» Material for this task
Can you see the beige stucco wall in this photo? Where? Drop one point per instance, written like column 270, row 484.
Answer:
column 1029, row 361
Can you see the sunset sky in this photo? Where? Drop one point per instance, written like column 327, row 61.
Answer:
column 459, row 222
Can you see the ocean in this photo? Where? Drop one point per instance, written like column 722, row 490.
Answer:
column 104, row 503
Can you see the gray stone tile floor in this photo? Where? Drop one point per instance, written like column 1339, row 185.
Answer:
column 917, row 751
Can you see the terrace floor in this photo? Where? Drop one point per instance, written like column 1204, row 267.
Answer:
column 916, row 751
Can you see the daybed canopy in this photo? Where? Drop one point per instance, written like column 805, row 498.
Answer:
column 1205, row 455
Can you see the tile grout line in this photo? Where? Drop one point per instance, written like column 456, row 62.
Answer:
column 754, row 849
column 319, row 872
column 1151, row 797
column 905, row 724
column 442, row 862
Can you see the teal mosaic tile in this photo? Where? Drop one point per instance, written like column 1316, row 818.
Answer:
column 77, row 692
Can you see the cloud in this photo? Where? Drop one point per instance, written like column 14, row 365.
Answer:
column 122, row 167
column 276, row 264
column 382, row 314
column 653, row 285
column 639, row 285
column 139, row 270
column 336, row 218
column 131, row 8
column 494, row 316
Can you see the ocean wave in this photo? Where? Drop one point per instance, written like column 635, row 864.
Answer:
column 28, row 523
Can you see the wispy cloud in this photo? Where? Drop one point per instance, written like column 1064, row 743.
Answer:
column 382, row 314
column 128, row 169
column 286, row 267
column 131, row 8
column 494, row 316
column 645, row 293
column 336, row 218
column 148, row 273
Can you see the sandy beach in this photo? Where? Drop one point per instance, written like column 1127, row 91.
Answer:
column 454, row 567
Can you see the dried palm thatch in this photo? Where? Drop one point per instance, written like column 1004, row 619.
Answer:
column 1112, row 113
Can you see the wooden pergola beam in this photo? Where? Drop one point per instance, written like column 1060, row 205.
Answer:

» Task goal
Extract from the material above, word for word, every line from the one containing "Can you see the ocean wave" through the final line of the material, both ends included.

» Exercise result
Can you see the ocean wave in this photo? Where? Drop one point per instance, written like column 635, row 864.
Answer:
column 28, row 523
Can you see the wispy cloud in this photo? Where? Drop one point per instance, written like column 1064, row 743.
Answer:
column 382, row 314
column 128, row 169
column 286, row 267
column 131, row 8
column 494, row 316
column 645, row 293
column 336, row 218
column 148, row 273
Can you see the sandy beach in this photo? Where? Drop one point per instance, written like column 1127, row 91.
Answer:
column 454, row 567
Can you see the dried palm thatch in this photo? Where? Drop one point per instance, written like column 1004, row 619.
Answer:
column 1112, row 113
Can you see the wooden pergola beam in this photo? Where? Drop one point per instance, written like column 1060, row 205.
Answer:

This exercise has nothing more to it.